■ **WORK TO BE COMPLETED**
Revise the records starting at the first line and ending at the line that contains "[148,503,209,558]", and give those lines again with "wooden stilt" replaced by "wooden post" and everything else unchanged.

■ **MATERIAL TO PROCESS**
"""
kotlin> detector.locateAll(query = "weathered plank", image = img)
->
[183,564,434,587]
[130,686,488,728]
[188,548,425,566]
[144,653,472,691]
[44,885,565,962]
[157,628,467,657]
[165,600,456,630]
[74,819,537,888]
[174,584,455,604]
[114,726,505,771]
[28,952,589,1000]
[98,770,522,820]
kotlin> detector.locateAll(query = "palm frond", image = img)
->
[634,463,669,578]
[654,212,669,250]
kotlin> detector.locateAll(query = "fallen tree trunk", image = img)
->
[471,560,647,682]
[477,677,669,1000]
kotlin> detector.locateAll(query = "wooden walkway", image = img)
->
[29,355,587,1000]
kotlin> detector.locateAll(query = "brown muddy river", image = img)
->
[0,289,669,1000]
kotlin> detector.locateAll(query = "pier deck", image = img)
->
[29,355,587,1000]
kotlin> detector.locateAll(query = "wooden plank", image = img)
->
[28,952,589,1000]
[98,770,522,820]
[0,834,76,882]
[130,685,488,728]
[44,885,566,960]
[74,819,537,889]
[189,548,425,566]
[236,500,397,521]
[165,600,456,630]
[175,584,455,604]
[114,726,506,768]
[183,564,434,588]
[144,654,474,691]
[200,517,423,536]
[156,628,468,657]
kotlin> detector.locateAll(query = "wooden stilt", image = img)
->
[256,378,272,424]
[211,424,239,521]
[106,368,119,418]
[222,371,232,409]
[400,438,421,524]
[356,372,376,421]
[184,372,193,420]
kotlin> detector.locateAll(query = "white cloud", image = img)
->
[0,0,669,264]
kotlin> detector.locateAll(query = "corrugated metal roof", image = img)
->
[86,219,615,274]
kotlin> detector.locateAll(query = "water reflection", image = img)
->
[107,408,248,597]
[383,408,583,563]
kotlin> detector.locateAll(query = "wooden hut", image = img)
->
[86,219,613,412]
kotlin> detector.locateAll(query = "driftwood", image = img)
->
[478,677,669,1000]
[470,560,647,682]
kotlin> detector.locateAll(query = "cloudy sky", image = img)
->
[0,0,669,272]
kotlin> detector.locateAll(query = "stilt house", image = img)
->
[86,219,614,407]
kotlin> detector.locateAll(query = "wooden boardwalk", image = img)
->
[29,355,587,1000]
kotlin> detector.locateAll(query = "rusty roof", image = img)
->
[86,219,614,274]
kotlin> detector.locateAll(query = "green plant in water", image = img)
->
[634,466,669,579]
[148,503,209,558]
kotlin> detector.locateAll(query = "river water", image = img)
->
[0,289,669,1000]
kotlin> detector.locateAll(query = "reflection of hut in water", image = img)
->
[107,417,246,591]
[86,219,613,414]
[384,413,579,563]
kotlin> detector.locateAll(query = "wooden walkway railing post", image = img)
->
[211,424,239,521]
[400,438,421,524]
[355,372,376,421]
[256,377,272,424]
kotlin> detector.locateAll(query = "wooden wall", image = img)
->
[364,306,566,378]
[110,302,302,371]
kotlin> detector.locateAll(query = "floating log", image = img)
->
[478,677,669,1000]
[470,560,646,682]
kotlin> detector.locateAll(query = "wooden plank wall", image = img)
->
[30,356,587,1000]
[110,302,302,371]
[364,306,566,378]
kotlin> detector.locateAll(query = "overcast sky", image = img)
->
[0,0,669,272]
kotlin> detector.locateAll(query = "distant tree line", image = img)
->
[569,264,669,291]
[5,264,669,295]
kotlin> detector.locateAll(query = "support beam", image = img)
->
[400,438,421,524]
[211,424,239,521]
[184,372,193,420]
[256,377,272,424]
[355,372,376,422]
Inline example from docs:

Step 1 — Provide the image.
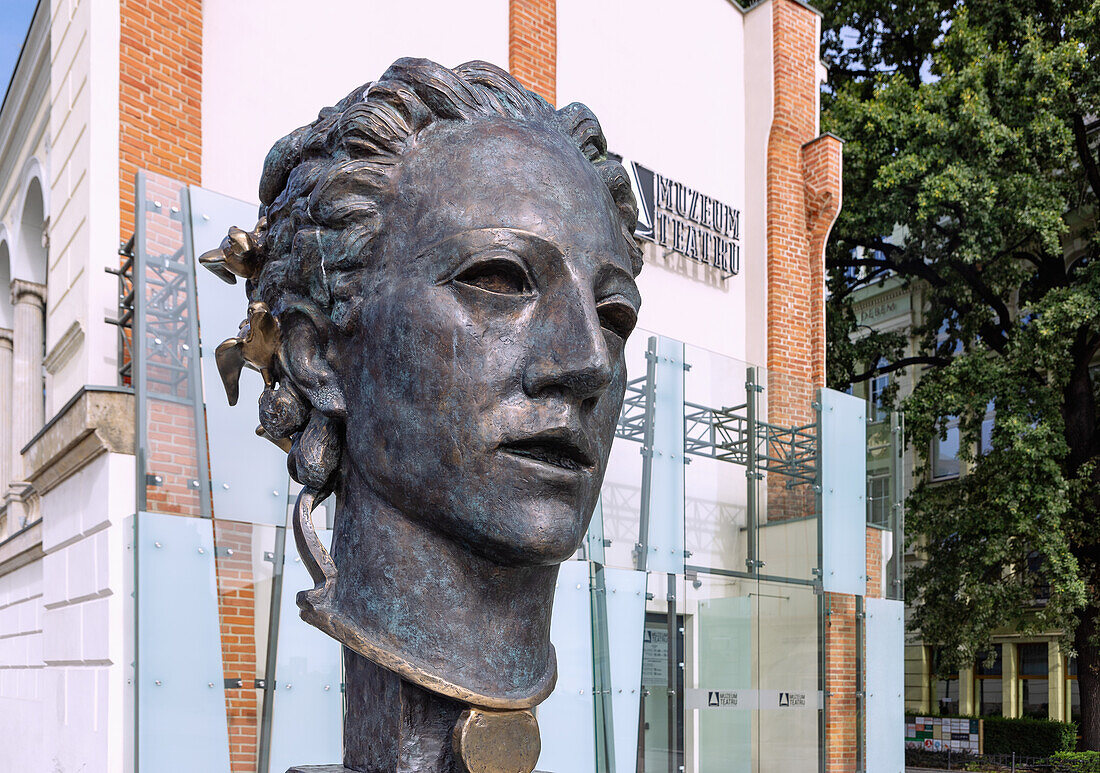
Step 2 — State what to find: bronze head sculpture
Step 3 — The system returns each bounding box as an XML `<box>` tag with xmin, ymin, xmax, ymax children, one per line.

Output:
<box><xmin>202</xmin><ymin>59</ymin><xmax>641</xmax><ymax>771</ymax></box>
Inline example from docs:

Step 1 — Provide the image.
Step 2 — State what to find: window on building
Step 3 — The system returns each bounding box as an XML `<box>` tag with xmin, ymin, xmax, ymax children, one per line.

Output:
<box><xmin>932</xmin><ymin>417</ymin><xmax>959</xmax><ymax>481</ymax></box>
<box><xmin>974</xmin><ymin>644</ymin><xmax>1004</xmax><ymax>717</ymax></box>
<box><xmin>932</xmin><ymin>650</ymin><xmax>959</xmax><ymax>717</ymax></box>
<box><xmin>867</xmin><ymin>472</ymin><xmax>890</xmax><ymax>527</ymax></box>
<box><xmin>1018</xmin><ymin>642</ymin><xmax>1051</xmax><ymax>719</ymax></box>
<box><xmin>867</xmin><ymin>358</ymin><xmax>890</xmax><ymax>422</ymax></box>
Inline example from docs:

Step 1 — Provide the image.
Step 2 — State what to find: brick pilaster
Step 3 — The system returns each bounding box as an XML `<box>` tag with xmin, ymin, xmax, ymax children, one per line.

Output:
<box><xmin>508</xmin><ymin>0</ymin><xmax>558</xmax><ymax>104</ymax></box>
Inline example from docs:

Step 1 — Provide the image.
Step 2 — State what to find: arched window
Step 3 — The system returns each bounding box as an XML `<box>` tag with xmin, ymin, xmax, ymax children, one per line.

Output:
<box><xmin>9</xmin><ymin>175</ymin><xmax>48</xmax><ymax>497</ymax></box>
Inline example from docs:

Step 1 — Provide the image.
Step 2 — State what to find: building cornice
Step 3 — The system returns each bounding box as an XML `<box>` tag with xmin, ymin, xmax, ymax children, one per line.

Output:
<box><xmin>11</xmin><ymin>274</ymin><xmax>46</xmax><ymax>308</ymax></box>
<box><xmin>21</xmin><ymin>386</ymin><xmax>134</xmax><ymax>495</ymax></box>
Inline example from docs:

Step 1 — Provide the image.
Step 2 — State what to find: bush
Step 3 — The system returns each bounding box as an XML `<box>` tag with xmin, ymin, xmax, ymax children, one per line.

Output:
<box><xmin>1051</xmin><ymin>751</ymin><xmax>1100</xmax><ymax>773</ymax></box>
<box><xmin>983</xmin><ymin>717</ymin><xmax>1078</xmax><ymax>752</ymax></box>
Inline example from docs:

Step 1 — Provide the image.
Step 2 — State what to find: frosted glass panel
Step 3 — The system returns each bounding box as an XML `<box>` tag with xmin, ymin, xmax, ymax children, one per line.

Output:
<box><xmin>604</xmin><ymin>568</ymin><xmax>646</xmax><ymax>773</ymax></box>
<box><xmin>689</xmin><ymin>593</ymin><xmax>754</xmax><ymax>773</ymax></box>
<box><xmin>646</xmin><ymin>335</ymin><xmax>684</xmax><ymax>574</ymax></box>
<box><xmin>818</xmin><ymin>389</ymin><xmax>867</xmax><ymax>596</ymax></box>
<box><xmin>264</xmin><ymin>531</ymin><xmax>343</xmax><ymax>772</ymax></box>
<box><xmin>189</xmin><ymin>187</ymin><xmax>289</xmax><ymax>526</ymax></box>
<box><xmin>535</xmin><ymin>561</ymin><xmax>596</xmax><ymax>773</ymax></box>
<box><xmin>135</xmin><ymin>512</ymin><xmax>229</xmax><ymax>773</ymax></box>
<box><xmin>866</xmin><ymin>598</ymin><xmax>905</xmax><ymax>773</ymax></box>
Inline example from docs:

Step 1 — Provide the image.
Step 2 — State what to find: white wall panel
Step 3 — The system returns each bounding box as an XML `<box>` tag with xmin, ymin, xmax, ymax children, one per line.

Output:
<box><xmin>202</xmin><ymin>0</ymin><xmax>508</xmax><ymax>202</ymax></box>
<box><xmin>558</xmin><ymin>0</ymin><xmax>752</xmax><ymax>360</ymax></box>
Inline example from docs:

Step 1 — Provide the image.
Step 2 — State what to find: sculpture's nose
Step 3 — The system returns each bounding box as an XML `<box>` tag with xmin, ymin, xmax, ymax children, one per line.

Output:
<box><xmin>524</xmin><ymin>286</ymin><xmax>612</xmax><ymax>402</ymax></box>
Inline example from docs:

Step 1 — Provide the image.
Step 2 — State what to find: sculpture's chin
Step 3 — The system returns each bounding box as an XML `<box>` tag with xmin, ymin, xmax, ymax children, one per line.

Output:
<box><xmin>452</xmin><ymin>511</ymin><xmax>589</xmax><ymax>566</ymax></box>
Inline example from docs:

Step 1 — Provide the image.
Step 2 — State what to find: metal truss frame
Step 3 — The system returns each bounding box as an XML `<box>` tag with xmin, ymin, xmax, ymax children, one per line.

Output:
<box><xmin>615</xmin><ymin>350</ymin><xmax>817</xmax><ymax>486</ymax></box>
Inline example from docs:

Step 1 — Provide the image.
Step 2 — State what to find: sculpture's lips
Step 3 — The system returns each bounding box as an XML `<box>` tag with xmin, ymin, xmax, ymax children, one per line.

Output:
<box><xmin>498</xmin><ymin>430</ymin><xmax>595</xmax><ymax>472</ymax></box>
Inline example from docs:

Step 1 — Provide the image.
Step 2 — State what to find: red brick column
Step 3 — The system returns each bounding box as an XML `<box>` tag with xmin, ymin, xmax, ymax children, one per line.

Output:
<box><xmin>119</xmin><ymin>0</ymin><xmax>259</xmax><ymax>773</ymax></box>
<box><xmin>768</xmin><ymin>0</ymin><xmax>861</xmax><ymax>773</ymax></box>
<box><xmin>824</xmin><ymin>593</ymin><xmax>861</xmax><ymax>773</ymax></box>
<box><xmin>866</xmin><ymin>526</ymin><xmax>887</xmax><ymax>598</ymax></box>
<box><xmin>119</xmin><ymin>0</ymin><xmax>202</xmax><ymax>239</ymax></box>
<box><xmin>508</xmin><ymin>0</ymin><xmax>558</xmax><ymax>104</ymax></box>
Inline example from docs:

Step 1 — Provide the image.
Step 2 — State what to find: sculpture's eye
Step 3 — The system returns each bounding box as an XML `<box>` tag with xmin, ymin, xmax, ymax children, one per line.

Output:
<box><xmin>454</xmin><ymin>257</ymin><xmax>531</xmax><ymax>295</ymax></box>
<box><xmin>596</xmin><ymin>300</ymin><xmax>638</xmax><ymax>341</ymax></box>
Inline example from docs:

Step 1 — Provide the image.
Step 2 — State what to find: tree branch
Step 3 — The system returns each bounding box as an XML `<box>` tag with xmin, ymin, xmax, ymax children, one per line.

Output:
<box><xmin>1074</xmin><ymin>113</ymin><xmax>1100</xmax><ymax>204</ymax></box>
<box><xmin>851</xmin><ymin>355</ymin><xmax>950</xmax><ymax>384</ymax></box>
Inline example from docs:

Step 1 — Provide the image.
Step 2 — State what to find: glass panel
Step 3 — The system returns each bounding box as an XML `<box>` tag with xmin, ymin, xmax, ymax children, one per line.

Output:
<box><xmin>684</xmin><ymin>346</ymin><xmax>757</xmax><ymax>572</ymax></box>
<box><xmin>261</xmin><ymin>530</ymin><xmax>343</xmax><ymax>772</ymax></box>
<box><xmin>818</xmin><ymin>389</ymin><xmax>867</xmax><ymax>596</ymax></box>
<box><xmin>641</xmin><ymin>574</ymin><xmax>686</xmax><ymax>773</ymax></box>
<box><xmin>639</xmin><ymin>335</ymin><xmax>684</xmax><ymax>574</ymax></box>
<box><xmin>682</xmin><ymin>575</ymin><xmax>752</xmax><ymax>773</ymax></box>
<box><xmin>134</xmin><ymin>512</ymin><xmax>230</xmax><ymax>773</ymax></box>
<box><xmin>213</xmin><ymin>516</ymin><xmax>279</xmax><ymax>771</ymax></box>
<box><xmin>865</xmin><ymin>598</ymin><xmax>905</xmax><ymax>773</ymax></box>
<box><xmin>747</xmin><ymin>368</ymin><xmax>818</xmax><ymax>581</ymax></box>
<box><xmin>189</xmin><ymin>187</ymin><xmax>289</xmax><ymax>526</ymax></box>
<box><xmin>754</xmin><ymin>580</ymin><xmax>827</xmax><ymax>773</ymax></box>
<box><xmin>600</xmin><ymin>330</ymin><xmax>656</xmax><ymax>568</ymax></box>
<box><xmin>536</xmin><ymin>561</ymin><xmax>596</xmax><ymax>773</ymax></box>
<box><xmin>134</xmin><ymin>173</ymin><xmax>210</xmax><ymax>517</ymax></box>
<box><xmin>593</xmin><ymin>568</ymin><xmax>647</xmax><ymax>773</ymax></box>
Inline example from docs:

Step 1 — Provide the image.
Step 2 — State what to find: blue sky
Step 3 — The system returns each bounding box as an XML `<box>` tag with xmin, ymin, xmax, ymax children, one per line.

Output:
<box><xmin>0</xmin><ymin>0</ymin><xmax>37</xmax><ymax>108</ymax></box>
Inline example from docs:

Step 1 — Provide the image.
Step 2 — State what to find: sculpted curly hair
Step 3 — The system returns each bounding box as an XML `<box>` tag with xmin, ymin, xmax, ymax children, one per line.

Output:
<box><xmin>204</xmin><ymin>58</ymin><xmax>641</xmax><ymax>492</ymax></box>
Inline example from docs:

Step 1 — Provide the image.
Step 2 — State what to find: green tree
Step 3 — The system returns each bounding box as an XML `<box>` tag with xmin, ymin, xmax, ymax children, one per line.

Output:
<box><xmin>823</xmin><ymin>0</ymin><xmax>1100</xmax><ymax>750</ymax></box>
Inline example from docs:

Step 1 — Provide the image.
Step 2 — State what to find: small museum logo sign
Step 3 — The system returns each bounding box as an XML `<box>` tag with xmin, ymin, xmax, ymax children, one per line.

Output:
<box><xmin>623</xmin><ymin>159</ymin><xmax>741</xmax><ymax>277</ymax></box>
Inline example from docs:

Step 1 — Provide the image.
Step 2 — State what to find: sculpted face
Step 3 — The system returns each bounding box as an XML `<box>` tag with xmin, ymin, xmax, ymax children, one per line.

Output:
<box><xmin>329</xmin><ymin>119</ymin><xmax>640</xmax><ymax>565</ymax></box>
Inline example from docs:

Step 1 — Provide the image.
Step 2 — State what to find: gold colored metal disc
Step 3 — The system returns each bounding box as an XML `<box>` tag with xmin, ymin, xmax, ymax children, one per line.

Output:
<box><xmin>452</xmin><ymin>708</ymin><xmax>542</xmax><ymax>773</ymax></box>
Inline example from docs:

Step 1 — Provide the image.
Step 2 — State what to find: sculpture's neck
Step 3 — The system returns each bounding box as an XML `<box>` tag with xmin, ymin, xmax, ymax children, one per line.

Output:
<box><xmin>333</xmin><ymin>474</ymin><xmax>558</xmax><ymax>708</ymax></box>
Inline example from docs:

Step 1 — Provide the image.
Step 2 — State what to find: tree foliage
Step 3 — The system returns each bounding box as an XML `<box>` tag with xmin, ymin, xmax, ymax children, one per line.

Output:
<box><xmin>823</xmin><ymin>0</ymin><xmax>1100</xmax><ymax>749</ymax></box>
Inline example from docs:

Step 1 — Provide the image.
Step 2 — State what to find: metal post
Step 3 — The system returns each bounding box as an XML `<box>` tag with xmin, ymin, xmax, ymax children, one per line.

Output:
<box><xmin>589</xmin><ymin>561</ymin><xmax>615</xmax><ymax>773</ymax></box>
<box><xmin>635</xmin><ymin>335</ymin><xmax>657</xmax><ymax>572</ymax></box>
<box><xmin>813</xmin><ymin>389</ymin><xmax>832</xmax><ymax>773</ymax></box>
<box><xmin>666</xmin><ymin>574</ymin><xmax>681</xmax><ymax>773</ymax></box>
<box><xmin>130</xmin><ymin>172</ymin><xmax>149</xmax><ymax>771</ymax></box>
<box><xmin>745</xmin><ymin>367</ymin><xmax>760</xmax><ymax>574</ymax></box>
<box><xmin>256</xmin><ymin>526</ymin><xmax>288</xmax><ymax>773</ymax></box>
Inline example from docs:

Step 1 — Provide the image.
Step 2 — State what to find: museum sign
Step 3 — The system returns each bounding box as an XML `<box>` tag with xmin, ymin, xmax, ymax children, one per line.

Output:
<box><xmin>623</xmin><ymin>159</ymin><xmax>741</xmax><ymax>277</ymax></box>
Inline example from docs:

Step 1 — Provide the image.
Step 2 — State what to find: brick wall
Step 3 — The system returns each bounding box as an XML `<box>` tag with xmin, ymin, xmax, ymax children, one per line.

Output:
<box><xmin>119</xmin><ymin>0</ymin><xmax>202</xmax><ymax>240</ymax></box>
<box><xmin>767</xmin><ymin>0</ymin><xmax>849</xmax><ymax>773</ymax></box>
<box><xmin>508</xmin><ymin>0</ymin><xmax>558</xmax><ymax>104</ymax></box>
<box><xmin>825</xmin><ymin>593</ymin><xmax>861</xmax><ymax>773</ymax></box>
<box><xmin>119</xmin><ymin>6</ymin><xmax>259</xmax><ymax>772</ymax></box>
<box><xmin>213</xmin><ymin>520</ymin><xmax>264</xmax><ymax>773</ymax></box>
<box><xmin>867</xmin><ymin>526</ymin><xmax>887</xmax><ymax>598</ymax></box>
<box><xmin>767</xmin><ymin>0</ymin><xmax>840</xmax><ymax>529</ymax></box>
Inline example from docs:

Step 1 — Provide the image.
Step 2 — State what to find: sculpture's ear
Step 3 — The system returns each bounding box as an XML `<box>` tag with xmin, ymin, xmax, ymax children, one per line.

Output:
<box><xmin>278</xmin><ymin>301</ymin><xmax>348</xmax><ymax>421</ymax></box>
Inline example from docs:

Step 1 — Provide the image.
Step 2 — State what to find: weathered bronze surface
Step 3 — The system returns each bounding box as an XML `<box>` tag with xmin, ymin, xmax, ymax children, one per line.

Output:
<box><xmin>201</xmin><ymin>59</ymin><xmax>641</xmax><ymax>773</ymax></box>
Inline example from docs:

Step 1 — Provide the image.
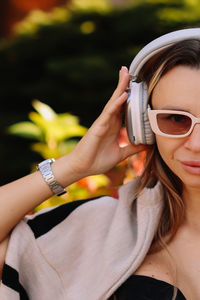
"""
■ **ANSWER TO THE EXERCISE**
kotlin> detector.locateAll(query = "weathered plank", image = img)
->
[183,564,434,587]
[130,686,488,728]
[188,548,425,566]
[144,653,472,691]
[44,885,565,962]
[157,628,467,657]
[165,600,456,630]
[74,819,537,888]
[174,584,455,604]
[114,726,505,771]
[28,952,589,1000]
[98,770,522,820]
kotlin> detector.locateAll(query = "palm frond", image = img)
->
[634,463,669,578]
[654,212,669,250]
kotlin> detector.locateAll(query = "fallen tree trunk", image = img)
->
[471,560,647,682]
[477,677,669,1000]
kotlin> detector.locateAll(query = "wooden walkway", image = img)
->
[29,355,587,1000]
kotlin> detector.locateAll(query = "brown muddy river", image = img)
->
[0,289,669,1000]
kotlin> detector.locateAll(query = "pier deck", image = img)
->
[29,355,587,1000]
kotlin> detector.locateAll(query = "wooden plank", image = img)
->
[28,952,589,1000]
[98,770,522,820]
[0,834,76,882]
[130,685,488,728]
[44,885,566,960]
[74,819,537,889]
[189,548,425,566]
[236,500,397,521]
[165,600,456,630]
[175,584,455,604]
[114,726,506,768]
[183,564,434,588]
[144,654,474,691]
[200,517,423,536]
[156,628,468,657]
kotlin> detector.locateAll(query = "wooden post", image = img)
->
[256,378,272,424]
[211,424,239,521]
[106,368,119,418]
[222,371,232,409]
[400,438,421,524]
[356,372,376,421]
[184,372,193,420]
kotlin> detector.locateAll(query = "white cloud", image = img)
->
[0,0,669,264]
kotlin> detector.locateAll(query = "corrugated metal roof", image = img)
->
[86,219,615,274]
kotlin> detector.locateAll(query = "water reflection", image = img)
->
[107,408,248,597]
[383,408,583,563]
kotlin> detector.locateAll(query = "wooden hut", image = img)
->
[86,219,613,412]
kotlin> detector.locateAll(query = "driftwood", image = img)
->
[478,677,669,1000]
[470,560,647,682]
kotlin> detector.locateAll(query = "cloudy sky", image = img)
->
[0,0,669,272]
kotlin> detector.locateAll(query = "stilt house", image = img)
->
[86,219,614,407]
kotlin> detector.locateAll(query = "wooden boardwalk", image = img)
->
[29,355,587,1000]
kotlin> detector.locateAll(query = "rusty roof", image = img)
->
[86,219,614,274]
kotlin> detector.locateAll(query = "green plant in water", image = img)
->
[634,466,669,579]
[148,503,209,558]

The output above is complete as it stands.